→ **Consegna**
Spiega, per favore, perché secondo il testo della pagina i militari russi non hanno bisogno di scoprire adesso dove si trovano le caserme italiane. Rispondi in una-tre frasi.

È bene ricordare che è il sistema più facile e legale per avere informazioni, tanto che "Un ex direttore della CIA metteva in guardia i suoi analisti da quella che definiva il fattore Enciclopedia Britannica: non sprecate energie per scoprire informazioni che si possono trovare liberamente nei quotidiani, nelle riviste o nelle monografie accademiche" (Intelligence, John Keegan, Mondadori, pag.5).
I militari russi arrivati sono stati affiancati subito da personale militare italiano e non vanno certo in giro per le strade da soli, come peraltro ben specificato nella nota congiunta MAE-Difesa. Magari ci saranno andati prima della crisi perché in ferie nel nostro Paese e liberissimi di girovagare. Ma non ora.
Inoltre non hanno certo bisogno di scoprire adesso dove ci sono le nostre caserme, anche perché "gli eserciti e le marine sono entità relativamente immutabili, e a chi voglia farsi un'idea della loro organizzazione rivelano quasi sempre la loro sede, forza o funzione, senza bisogno di un'indagine specializzata dei servizi intelligence" (Intelligence, John Keegan, Mondadori, pag.318).
Persino Oscar Wilde nella sua opera "Un marito ideale", atto III, scrisse: "Oh! Le spie non servono ai giorni nostri. La loro professione si è esaurita. I giornali fanno il loro lavoro". Nel senso che basta leggerli per avere informazioni intelligence.

→ **Dati forniti**
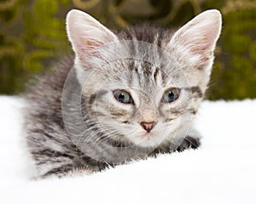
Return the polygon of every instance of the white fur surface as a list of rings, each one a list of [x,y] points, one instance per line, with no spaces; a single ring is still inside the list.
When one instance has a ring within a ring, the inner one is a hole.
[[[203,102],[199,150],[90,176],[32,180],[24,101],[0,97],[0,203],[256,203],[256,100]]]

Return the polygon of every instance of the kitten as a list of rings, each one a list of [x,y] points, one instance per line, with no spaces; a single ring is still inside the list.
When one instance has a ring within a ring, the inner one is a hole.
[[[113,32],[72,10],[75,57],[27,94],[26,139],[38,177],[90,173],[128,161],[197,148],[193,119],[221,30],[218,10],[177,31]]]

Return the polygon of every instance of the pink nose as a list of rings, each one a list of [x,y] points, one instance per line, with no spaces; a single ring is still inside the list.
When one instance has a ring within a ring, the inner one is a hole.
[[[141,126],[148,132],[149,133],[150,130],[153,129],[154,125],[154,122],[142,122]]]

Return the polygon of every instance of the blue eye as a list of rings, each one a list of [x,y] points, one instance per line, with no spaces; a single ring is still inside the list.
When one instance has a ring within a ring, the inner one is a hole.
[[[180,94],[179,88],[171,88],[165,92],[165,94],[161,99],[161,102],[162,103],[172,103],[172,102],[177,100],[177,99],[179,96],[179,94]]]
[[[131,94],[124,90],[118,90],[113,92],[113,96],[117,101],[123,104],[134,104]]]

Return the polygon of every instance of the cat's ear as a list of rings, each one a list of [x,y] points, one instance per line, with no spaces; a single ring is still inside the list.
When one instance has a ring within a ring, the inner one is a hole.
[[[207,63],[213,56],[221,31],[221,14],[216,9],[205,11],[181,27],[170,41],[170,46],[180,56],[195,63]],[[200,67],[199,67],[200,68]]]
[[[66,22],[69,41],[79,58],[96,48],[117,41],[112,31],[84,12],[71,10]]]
---
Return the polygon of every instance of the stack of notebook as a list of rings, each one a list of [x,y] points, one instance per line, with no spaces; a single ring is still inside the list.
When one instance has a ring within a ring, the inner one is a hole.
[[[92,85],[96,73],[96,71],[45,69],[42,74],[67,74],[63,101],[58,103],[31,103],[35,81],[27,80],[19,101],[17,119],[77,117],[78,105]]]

→ **Risposta all'esercizio**
Gli eserciti e le marine sono entità relativamente immutabili, come afferma la citazione da "Intelligence" di John Keegan. A chi voglia farsi un'idea della loro organizzazione rivelano quasi sempre la loro sede, forza o funzione, senza che serva un'indagine specializzata dei servizi di intelligence.